(Records contained in a dataset)
▽

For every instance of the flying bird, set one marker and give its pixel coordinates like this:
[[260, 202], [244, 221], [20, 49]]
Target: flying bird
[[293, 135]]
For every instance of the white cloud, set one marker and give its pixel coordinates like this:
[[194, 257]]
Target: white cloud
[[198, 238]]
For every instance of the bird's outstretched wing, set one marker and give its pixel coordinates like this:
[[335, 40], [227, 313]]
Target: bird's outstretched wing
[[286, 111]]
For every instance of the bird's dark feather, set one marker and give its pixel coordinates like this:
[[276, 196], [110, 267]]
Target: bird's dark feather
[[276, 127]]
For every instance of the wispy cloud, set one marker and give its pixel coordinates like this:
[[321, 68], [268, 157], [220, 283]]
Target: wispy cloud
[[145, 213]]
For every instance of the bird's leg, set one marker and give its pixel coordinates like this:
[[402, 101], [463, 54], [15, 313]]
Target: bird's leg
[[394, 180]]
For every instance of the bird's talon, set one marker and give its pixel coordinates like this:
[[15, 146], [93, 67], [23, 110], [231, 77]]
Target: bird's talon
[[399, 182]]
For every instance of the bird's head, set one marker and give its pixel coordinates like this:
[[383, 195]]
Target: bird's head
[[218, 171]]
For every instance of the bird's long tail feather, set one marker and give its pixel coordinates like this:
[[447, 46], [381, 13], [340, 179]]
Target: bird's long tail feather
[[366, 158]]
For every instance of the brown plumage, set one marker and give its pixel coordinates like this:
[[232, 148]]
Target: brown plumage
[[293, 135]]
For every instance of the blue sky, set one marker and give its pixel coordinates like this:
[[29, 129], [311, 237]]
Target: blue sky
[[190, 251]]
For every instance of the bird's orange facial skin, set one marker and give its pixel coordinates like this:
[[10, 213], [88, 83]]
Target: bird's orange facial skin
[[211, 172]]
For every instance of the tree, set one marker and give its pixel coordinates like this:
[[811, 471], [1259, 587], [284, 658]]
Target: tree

△

» **YOUR ASSIGNMENT**: Of all the entries above, retype exactly the lines from the line with "Target: bird's long tail feather" to the line with "[[29, 129], [311, 237]]", both included, and no others.

» **SOLUTION FOR THIS PROBLEM**:
Target: bird's long tail feather
[[366, 158]]
For every instance of the brown plumage, set one marker and give its pixel coordinates like this:
[[232, 148]]
Target: brown plumage
[[293, 135]]
For every instance of the blue sky, set one marker and give its pixel coordinates like this:
[[29, 129], [311, 237]]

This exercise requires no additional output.